● EXERCISE INPUT:
——————

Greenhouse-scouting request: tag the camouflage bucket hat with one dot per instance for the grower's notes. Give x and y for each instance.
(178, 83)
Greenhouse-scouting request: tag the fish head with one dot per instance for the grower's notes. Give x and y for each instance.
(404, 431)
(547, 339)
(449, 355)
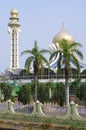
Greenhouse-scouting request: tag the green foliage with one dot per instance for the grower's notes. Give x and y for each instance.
(43, 93)
(59, 94)
(24, 94)
(36, 60)
(6, 90)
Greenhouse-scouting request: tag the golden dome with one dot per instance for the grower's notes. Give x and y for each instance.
(63, 35)
(14, 13)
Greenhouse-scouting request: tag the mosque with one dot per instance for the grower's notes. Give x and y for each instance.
(15, 72)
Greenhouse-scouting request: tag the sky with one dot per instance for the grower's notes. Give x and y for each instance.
(41, 20)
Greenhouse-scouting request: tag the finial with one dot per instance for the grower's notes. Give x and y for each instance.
(62, 27)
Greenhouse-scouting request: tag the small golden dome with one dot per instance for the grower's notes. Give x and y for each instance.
(63, 35)
(14, 13)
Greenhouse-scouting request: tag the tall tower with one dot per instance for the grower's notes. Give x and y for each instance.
(14, 39)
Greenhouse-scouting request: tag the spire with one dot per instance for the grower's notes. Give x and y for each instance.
(62, 27)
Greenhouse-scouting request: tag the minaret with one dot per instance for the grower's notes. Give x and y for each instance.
(14, 39)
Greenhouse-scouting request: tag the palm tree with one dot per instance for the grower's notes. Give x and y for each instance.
(68, 53)
(37, 60)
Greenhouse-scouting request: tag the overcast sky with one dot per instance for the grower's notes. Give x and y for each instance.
(41, 20)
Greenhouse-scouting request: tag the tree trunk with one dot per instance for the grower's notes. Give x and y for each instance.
(35, 81)
(67, 95)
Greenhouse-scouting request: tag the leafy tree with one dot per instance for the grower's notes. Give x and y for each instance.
(37, 60)
(68, 53)
(24, 94)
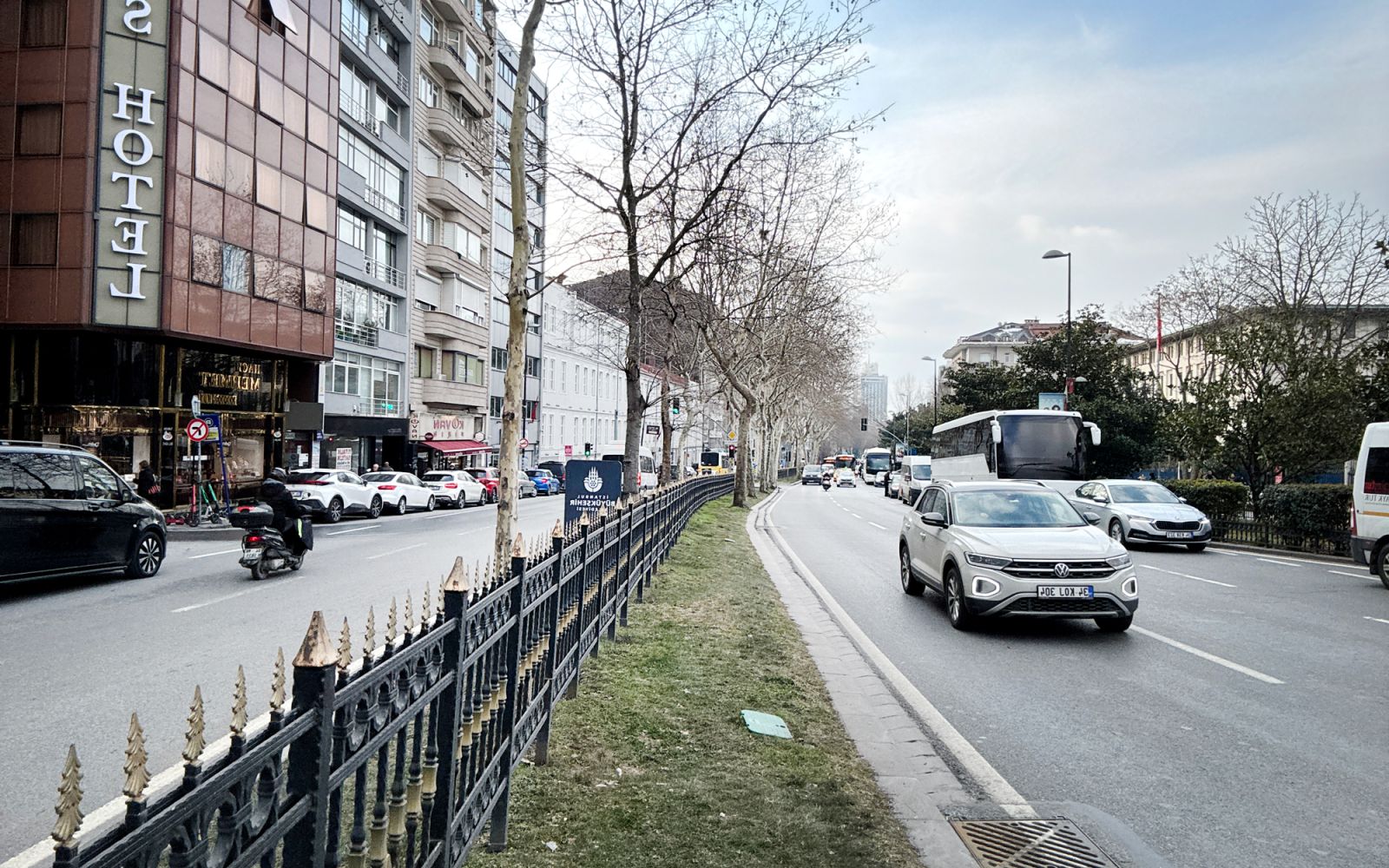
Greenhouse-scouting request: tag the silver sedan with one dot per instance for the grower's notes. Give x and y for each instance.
(1143, 513)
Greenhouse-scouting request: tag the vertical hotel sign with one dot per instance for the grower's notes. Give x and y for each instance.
(129, 189)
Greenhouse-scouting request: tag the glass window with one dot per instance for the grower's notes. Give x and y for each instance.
(38, 476)
(34, 240)
(97, 481)
(38, 129)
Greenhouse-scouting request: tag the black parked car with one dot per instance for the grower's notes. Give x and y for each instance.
(66, 511)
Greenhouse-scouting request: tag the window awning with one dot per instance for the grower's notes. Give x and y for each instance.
(456, 448)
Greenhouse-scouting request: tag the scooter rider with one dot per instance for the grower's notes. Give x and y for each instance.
(286, 510)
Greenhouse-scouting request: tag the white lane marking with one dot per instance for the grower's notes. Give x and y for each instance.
(993, 785)
(194, 557)
(1188, 576)
(395, 552)
(240, 594)
(1228, 664)
(353, 529)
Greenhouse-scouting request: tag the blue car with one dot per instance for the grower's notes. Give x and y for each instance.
(545, 483)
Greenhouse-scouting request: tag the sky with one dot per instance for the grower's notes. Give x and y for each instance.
(1132, 135)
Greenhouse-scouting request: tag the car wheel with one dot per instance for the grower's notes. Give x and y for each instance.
(148, 557)
(1117, 532)
(956, 608)
(1115, 625)
(912, 585)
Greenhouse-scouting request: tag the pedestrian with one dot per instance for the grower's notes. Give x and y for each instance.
(145, 483)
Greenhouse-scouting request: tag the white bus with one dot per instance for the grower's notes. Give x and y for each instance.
(877, 465)
(1046, 444)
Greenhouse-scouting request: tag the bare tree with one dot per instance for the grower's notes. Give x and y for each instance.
(518, 295)
(656, 76)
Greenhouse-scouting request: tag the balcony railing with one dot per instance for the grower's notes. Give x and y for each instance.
(356, 332)
(381, 271)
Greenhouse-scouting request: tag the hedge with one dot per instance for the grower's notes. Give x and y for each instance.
(1215, 497)
(1307, 509)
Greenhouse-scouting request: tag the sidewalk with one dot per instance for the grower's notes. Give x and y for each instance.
(650, 766)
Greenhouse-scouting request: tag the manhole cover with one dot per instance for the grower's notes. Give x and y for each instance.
(1030, 844)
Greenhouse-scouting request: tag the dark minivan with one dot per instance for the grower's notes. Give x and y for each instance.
(66, 511)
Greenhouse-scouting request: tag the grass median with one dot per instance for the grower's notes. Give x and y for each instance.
(652, 766)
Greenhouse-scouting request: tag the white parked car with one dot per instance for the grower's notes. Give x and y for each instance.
(400, 490)
(333, 493)
(455, 488)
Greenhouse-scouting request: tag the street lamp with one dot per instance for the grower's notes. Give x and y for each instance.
(935, 391)
(1056, 254)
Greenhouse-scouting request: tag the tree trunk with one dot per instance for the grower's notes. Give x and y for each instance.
(513, 400)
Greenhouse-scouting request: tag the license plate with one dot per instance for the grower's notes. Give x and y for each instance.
(1066, 592)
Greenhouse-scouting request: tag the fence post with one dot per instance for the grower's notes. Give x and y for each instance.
(497, 823)
(448, 707)
(310, 756)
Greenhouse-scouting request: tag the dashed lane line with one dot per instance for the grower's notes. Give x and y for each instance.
(1228, 664)
(1188, 576)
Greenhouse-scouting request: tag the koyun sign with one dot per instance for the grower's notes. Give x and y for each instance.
(129, 191)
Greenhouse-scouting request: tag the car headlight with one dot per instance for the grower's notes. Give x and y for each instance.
(986, 560)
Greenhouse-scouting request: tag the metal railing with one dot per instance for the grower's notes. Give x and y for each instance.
(1270, 536)
(403, 753)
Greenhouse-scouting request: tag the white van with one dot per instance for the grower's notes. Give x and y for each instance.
(1370, 510)
(646, 460)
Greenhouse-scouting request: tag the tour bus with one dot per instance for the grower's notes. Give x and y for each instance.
(1046, 444)
(646, 460)
(877, 465)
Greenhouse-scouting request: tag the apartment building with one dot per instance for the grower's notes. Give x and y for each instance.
(451, 270)
(365, 385)
(198, 264)
(502, 240)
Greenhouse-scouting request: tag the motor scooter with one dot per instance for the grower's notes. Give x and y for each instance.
(264, 549)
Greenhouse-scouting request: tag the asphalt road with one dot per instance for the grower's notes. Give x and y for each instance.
(1261, 738)
(78, 656)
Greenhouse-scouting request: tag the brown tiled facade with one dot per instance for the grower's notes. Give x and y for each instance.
(243, 139)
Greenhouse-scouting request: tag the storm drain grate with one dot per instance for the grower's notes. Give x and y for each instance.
(1030, 844)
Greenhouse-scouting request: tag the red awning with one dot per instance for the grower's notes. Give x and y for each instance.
(456, 448)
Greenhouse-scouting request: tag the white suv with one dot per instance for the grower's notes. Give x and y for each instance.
(1014, 550)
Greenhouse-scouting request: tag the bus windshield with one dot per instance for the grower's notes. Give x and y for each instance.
(1041, 448)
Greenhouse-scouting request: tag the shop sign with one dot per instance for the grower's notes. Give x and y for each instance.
(129, 194)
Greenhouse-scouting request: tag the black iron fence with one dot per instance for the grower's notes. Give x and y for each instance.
(399, 754)
(1270, 536)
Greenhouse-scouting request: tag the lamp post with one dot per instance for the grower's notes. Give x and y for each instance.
(1066, 375)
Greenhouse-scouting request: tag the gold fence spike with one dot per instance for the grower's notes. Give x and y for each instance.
(458, 576)
(136, 773)
(240, 705)
(316, 652)
(277, 682)
(345, 648)
(69, 800)
(194, 742)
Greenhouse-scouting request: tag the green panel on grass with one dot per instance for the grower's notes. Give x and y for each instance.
(766, 724)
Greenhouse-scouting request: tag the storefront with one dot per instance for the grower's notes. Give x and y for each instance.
(129, 402)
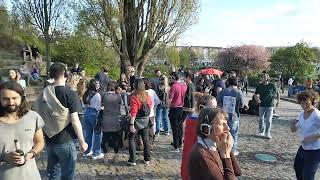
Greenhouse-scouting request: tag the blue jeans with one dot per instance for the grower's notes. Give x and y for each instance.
(62, 161)
(162, 114)
(265, 119)
(92, 137)
(233, 124)
(306, 163)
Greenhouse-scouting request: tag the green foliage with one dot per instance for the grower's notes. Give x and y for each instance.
(173, 56)
(254, 79)
(294, 61)
(89, 53)
(185, 57)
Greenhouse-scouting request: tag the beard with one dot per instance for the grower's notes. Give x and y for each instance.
(10, 108)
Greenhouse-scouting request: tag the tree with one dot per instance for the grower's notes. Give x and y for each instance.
(246, 58)
(294, 60)
(136, 27)
(46, 16)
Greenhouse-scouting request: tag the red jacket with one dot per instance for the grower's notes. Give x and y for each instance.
(135, 105)
(190, 137)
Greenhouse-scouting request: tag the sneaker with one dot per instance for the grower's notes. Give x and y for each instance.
(116, 158)
(236, 153)
(100, 156)
(176, 150)
(260, 134)
(268, 136)
(131, 163)
(89, 154)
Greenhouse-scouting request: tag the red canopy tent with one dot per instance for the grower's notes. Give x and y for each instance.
(211, 71)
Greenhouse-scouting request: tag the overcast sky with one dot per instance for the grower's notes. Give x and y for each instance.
(261, 22)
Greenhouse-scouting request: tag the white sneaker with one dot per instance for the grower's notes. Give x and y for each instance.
(89, 154)
(100, 156)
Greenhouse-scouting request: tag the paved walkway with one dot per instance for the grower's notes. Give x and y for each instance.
(166, 165)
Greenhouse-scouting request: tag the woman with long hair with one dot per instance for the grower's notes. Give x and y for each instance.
(307, 159)
(214, 144)
(140, 104)
(92, 102)
(190, 133)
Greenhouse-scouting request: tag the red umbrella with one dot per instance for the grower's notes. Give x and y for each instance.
(211, 71)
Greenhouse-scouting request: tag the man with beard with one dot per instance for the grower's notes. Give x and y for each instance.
(59, 106)
(21, 129)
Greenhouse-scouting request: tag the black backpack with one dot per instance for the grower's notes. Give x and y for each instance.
(144, 111)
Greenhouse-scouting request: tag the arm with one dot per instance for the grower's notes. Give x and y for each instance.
(38, 141)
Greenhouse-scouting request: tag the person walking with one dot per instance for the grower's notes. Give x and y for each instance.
(58, 107)
(21, 129)
(110, 126)
(307, 159)
(92, 102)
(176, 98)
(264, 95)
(140, 104)
(231, 100)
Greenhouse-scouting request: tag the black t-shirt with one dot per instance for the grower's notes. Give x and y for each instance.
(68, 99)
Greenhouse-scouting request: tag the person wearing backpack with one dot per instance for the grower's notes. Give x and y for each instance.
(140, 104)
(92, 101)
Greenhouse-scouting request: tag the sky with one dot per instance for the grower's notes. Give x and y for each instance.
(226, 23)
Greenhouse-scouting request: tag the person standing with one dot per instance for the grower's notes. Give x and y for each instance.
(176, 98)
(290, 86)
(25, 126)
(231, 100)
(140, 104)
(58, 107)
(103, 78)
(188, 106)
(307, 159)
(265, 94)
(162, 112)
(92, 102)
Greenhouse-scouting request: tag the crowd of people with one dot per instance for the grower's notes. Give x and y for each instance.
(203, 112)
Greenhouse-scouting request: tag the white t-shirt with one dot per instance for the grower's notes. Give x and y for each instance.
(308, 127)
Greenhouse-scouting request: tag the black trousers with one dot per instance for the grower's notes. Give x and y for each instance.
(176, 121)
(144, 133)
(112, 138)
(306, 163)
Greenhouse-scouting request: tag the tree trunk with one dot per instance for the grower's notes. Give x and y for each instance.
(48, 54)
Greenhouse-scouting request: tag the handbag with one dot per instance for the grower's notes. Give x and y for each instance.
(125, 120)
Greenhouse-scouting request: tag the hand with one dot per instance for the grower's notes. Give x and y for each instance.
(225, 143)
(14, 158)
(29, 156)
(132, 129)
(83, 146)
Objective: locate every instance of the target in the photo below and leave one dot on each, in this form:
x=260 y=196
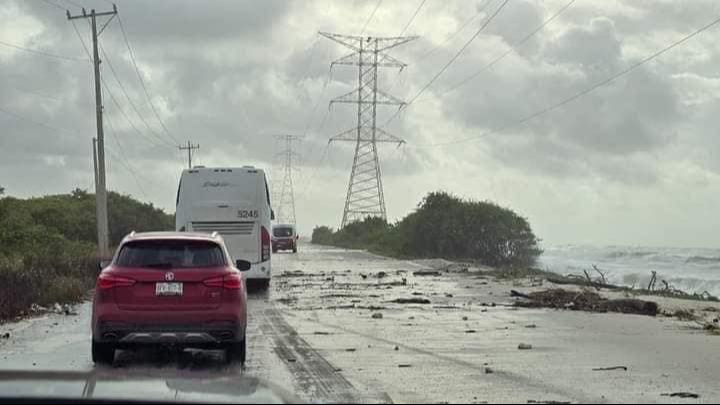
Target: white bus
x=235 y=202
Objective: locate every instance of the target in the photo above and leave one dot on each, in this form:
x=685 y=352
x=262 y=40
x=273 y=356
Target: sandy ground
x=460 y=348
x=314 y=334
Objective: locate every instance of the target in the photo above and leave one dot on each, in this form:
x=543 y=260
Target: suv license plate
x=168 y=289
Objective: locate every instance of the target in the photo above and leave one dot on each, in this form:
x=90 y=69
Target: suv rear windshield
x=171 y=253
x=283 y=232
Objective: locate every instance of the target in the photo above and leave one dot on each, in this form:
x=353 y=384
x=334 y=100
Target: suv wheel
x=102 y=353
x=237 y=352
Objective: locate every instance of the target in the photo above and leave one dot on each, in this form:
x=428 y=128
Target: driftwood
x=584 y=301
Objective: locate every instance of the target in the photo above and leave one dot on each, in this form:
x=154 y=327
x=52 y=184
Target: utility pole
x=101 y=184
x=190 y=148
x=95 y=174
x=286 y=204
x=365 y=196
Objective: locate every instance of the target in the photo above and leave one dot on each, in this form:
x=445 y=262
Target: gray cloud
x=229 y=74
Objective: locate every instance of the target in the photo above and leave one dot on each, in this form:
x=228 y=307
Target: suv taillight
x=264 y=244
x=231 y=282
x=108 y=281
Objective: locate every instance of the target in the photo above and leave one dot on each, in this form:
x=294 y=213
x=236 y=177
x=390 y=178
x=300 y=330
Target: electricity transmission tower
x=365 y=195
x=286 y=198
x=100 y=178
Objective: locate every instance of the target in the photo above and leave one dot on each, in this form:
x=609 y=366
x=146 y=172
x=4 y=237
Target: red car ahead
x=178 y=289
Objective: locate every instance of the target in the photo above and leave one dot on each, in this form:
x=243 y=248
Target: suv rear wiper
x=165 y=264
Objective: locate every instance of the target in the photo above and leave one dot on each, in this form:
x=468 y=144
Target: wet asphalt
x=343 y=326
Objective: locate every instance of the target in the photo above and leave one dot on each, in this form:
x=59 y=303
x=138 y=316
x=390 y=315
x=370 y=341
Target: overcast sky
x=634 y=162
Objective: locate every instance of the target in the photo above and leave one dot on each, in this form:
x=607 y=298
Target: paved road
x=319 y=334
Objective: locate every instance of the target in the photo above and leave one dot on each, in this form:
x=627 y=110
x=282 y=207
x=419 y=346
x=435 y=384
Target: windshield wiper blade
x=158 y=265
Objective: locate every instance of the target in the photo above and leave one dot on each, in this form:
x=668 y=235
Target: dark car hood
x=141 y=386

——————

● HOW TO COMPLETE THIS TASK: Give again only the lines of the material above that run from the one with "Target: wet asphalt" through the end, both included, exactly as they appear.

● ANSWER BOX:
Target: wet asphalt
x=343 y=326
Objective: locate every instance of the target in the photo above and leave one dot on each, in this form:
x=59 y=303
x=138 y=316
x=390 y=315
x=370 y=341
Target: overcast sky
x=634 y=162
Objective: locate every instance of the target in the photo above and leave one dot on each, in this form:
x=607 y=298
Target: paved road
x=319 y=334
Objective: locate every instance of the target in the photo above and leave one dot on each, in this form:
x=627 y=110
x=282 y=207
x=419 y=346
x=435 y=384
Target: windshield wiper blade
x=158 y=265
Objective: locate every instance of the target in the photo above and leave one dot on each, in this form:
x=668 y=235
Target: dark car hood
x=141 y=386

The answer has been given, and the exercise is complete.